╭─ PROVIDED INFORMATION

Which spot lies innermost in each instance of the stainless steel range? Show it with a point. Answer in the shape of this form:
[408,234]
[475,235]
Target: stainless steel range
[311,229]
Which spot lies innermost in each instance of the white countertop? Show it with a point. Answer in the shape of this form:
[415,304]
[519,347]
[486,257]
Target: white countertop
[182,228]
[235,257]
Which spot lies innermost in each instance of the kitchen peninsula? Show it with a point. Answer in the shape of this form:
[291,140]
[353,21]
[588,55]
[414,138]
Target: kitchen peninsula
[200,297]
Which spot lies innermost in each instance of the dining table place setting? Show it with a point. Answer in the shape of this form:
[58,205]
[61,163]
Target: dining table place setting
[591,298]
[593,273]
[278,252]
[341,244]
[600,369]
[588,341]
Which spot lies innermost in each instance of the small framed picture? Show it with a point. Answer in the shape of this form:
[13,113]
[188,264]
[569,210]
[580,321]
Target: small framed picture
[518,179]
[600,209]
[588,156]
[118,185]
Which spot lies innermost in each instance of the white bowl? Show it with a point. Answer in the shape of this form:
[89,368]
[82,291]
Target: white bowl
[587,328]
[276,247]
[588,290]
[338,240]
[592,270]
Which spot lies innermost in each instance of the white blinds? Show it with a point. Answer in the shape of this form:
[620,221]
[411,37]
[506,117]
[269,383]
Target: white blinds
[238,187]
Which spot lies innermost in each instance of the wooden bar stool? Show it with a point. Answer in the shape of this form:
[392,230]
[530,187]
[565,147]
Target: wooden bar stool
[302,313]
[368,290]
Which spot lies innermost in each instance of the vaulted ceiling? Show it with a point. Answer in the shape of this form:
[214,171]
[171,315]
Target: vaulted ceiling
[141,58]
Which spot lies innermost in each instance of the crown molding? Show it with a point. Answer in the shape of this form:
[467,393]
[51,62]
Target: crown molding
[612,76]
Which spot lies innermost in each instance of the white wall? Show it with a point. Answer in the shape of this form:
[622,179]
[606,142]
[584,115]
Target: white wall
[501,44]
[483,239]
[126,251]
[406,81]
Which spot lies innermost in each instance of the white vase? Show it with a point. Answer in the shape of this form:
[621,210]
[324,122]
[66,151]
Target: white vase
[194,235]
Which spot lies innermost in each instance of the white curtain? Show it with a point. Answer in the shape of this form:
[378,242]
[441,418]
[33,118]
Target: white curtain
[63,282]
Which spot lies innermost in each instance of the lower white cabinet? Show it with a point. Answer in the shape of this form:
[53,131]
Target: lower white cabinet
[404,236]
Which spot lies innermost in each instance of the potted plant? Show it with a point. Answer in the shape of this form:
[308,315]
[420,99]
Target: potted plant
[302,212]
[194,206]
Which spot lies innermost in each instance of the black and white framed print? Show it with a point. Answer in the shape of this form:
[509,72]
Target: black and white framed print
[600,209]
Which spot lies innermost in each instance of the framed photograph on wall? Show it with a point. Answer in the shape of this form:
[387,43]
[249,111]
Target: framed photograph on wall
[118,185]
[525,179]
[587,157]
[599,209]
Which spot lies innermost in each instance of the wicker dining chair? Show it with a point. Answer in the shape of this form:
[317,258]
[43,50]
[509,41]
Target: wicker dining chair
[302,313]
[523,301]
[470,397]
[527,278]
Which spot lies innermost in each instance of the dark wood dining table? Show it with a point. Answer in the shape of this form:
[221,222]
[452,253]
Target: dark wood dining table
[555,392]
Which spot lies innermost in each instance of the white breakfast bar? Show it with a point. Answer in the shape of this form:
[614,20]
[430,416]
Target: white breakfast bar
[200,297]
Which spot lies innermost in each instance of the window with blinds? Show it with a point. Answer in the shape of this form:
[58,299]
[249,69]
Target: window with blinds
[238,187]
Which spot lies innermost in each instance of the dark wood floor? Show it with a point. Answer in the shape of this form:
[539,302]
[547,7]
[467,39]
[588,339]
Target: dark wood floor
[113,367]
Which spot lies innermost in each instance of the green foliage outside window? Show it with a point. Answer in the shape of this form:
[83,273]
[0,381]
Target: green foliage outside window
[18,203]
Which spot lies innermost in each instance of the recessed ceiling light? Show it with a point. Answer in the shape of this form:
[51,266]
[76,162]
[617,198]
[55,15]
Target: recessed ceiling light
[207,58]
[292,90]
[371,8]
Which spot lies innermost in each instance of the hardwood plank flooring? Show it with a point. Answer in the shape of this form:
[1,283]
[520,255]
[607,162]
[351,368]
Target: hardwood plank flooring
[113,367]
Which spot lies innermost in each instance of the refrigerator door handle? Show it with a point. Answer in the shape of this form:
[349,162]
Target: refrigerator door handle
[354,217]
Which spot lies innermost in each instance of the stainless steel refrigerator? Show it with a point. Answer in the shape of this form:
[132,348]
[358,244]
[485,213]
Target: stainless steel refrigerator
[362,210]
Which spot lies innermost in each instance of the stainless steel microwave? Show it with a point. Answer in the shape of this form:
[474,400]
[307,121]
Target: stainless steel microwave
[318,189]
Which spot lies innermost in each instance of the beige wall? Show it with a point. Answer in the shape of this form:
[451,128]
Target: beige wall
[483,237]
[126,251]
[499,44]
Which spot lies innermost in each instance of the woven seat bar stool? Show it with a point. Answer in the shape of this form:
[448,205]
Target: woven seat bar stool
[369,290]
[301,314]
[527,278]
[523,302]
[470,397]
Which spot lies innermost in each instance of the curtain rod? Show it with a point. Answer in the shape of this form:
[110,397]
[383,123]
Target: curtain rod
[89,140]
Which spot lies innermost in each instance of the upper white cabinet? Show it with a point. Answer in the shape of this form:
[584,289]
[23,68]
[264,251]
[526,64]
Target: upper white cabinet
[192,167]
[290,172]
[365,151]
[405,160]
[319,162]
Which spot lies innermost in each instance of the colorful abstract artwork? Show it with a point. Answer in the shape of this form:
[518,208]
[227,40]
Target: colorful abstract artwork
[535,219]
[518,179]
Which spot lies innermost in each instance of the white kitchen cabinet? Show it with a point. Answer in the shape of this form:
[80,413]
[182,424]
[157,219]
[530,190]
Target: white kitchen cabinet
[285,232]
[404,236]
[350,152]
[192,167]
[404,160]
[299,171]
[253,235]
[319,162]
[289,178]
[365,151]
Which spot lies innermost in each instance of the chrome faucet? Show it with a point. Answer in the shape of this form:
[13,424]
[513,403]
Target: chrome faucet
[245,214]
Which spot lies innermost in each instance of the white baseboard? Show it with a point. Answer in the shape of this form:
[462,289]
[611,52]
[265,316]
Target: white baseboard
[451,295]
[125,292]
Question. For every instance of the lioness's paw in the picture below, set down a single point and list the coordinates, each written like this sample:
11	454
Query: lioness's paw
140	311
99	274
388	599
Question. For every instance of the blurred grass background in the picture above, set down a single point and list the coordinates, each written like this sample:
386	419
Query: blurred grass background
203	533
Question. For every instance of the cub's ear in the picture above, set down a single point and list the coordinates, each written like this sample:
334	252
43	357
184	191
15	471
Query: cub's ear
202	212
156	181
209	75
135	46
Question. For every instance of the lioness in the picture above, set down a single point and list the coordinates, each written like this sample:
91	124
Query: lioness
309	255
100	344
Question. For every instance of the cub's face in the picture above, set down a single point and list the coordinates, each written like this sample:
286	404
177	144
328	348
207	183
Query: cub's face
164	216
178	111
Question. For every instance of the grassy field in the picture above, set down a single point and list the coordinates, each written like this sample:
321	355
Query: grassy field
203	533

╰─

ACTIVITY:
Every line that contains the string "above" should be returned from the data.

SOLUTION TO THE EXERCISE:
Question. For every instance of the blurred grass background in the picture above, set down a single point and list the coordinates, each written like this sample:
Question. For every instance of the cub's ear in the picture above, set down a single point and list the coordinates, each written like this sample:
Question. For every instance of the lioness in the picture above, set down a single point and list the coordinates, each written like this sample:
Question. For every instance of the cub's face in the picture above, set down a single point and list the coordinates, each written like this sample:
Question. For every instance of the grassy field in the picture above, set down a single point and list the coordinates, each written like this sample:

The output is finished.